**TASK GOAL**
Without including any pictures, reproduce the full listing exactly.

**TASK INPUTS**
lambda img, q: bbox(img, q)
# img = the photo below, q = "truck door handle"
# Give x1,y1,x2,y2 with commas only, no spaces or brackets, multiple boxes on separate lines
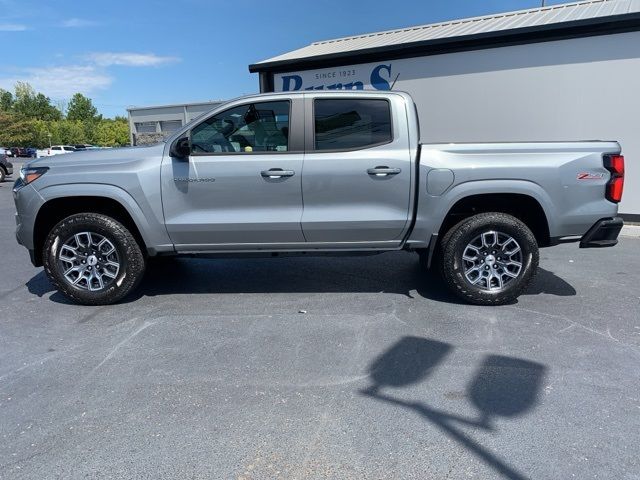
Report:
367,166,401,176
261,168,295,179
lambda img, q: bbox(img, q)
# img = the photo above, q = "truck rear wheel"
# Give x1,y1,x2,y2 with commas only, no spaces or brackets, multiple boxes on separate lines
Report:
43,213,146,305
440,212,539,305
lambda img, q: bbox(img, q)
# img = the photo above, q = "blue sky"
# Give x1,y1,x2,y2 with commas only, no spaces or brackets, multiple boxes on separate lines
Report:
1,0,571,117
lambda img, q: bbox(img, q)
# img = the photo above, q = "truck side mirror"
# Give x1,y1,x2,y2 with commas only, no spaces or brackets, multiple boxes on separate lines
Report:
170,136,190,159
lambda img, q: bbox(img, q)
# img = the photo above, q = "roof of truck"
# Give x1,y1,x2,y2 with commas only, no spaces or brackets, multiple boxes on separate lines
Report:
250,0,640,72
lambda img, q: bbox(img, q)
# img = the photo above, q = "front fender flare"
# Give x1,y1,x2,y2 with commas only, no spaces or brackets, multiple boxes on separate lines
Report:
36,183,173,253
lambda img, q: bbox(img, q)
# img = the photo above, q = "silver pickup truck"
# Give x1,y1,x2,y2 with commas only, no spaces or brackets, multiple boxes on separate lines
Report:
13,91,625,306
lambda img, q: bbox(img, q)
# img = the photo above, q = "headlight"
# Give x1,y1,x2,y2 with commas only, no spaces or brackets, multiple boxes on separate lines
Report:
14,166,48,191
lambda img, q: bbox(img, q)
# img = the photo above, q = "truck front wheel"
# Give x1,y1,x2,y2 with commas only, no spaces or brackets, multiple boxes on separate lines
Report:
43,213,146,305
440,212,539,305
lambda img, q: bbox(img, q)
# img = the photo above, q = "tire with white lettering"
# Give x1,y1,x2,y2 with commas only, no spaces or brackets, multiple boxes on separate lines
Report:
440,212,539,305
43,213,145,305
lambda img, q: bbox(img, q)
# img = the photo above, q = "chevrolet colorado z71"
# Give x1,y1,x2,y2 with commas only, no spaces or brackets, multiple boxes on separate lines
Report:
13,91,624,305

**RESULT BELOW**
lambda img, q: bbox(img, q)
# img = the photo below, q = "truck door handle"
# Give x1,y1,x2,y2 with commas only, no spaces or brackets, multiple boxes on separate lines
Report:
367,166,401,176
261,168,295,179
lambda img, q: bbox(img, q)
# img = the photo above, q = "truck rear wheel"
# Give x1,y1,x2,y2 with commas only, no spaces or brackets, multiple boxes on separate lines
Report:
43,213,146,305
440,212,539,305
lambda img, q: bbox(img, q)
# img = the photo above, q = "blue sky"
# Give x1,y1,x2,y2 with commas only, no spaces or brackets, multiple boxes on separate lines
Report:
1,0,571,117
lambda img, q: bbox(img, q)
# img = the photo above, q = "truck side mirror"
# Give x1,y1,x2,y2 with commas only, no spaces or brackets, multiple boxes on separate lines
Report:
170,136,190,159
lambda img, q: bbox(img, q)
# img = the photo above, q = "roof of truck"
# Give x1,y1,x2,y2 with commas only, no spaces or brackets, multiple boxes on separate lines
Report:
250,0,640,72
lambda img, q: bbox(img, q)
# img = the photo above, q = "front fender flare"
# Give x1,y1,x2,y2 with commas only, no spaces or brackets, multiple boxes on separate lines
Report:
36,183,173,253
lambda img, q: bbox(img, q)
# img = the photo above, q = "silver pickup truck"
# Give x1,y1,x2,y2 with commas only, no spaces or brackets, multiple boxes on separate lines
Report:
13,91,625,306
lambda img, q: bbox(img, q)
# img = the photo above, q = "headlight"
# Give x1,y1,x2,y2 with commas only, no spaces or brackets, multiple boxes on separate lines
Report:
14,166,48,191
lambda img, q: bbox(img, q)
# img = the photo above, q = "truck front wheel"
# Give x1,y1,x2,y2 with commas only, no spaces or brackets, multiple boxes on separate lines
Report:
43,213,146,305
440,212,539,305
lambda img, q: bbox(img, q)
# img = the photo above, q = "tire with white lettering"
# Give x1,y1,x2,y2 with commas only, no spaces or brackets, multiple boxes on separate lines
Report:
440,212,539,305
43,213,145,305
lambda img, q: bbox(img, q)
# img = the photo above, q = "chevrolet colorado z71"
# Give x1,y1,x2,y2 with commas only, no spaces or brackets, multiple boxes on separate lines
Report:
13,91,624,305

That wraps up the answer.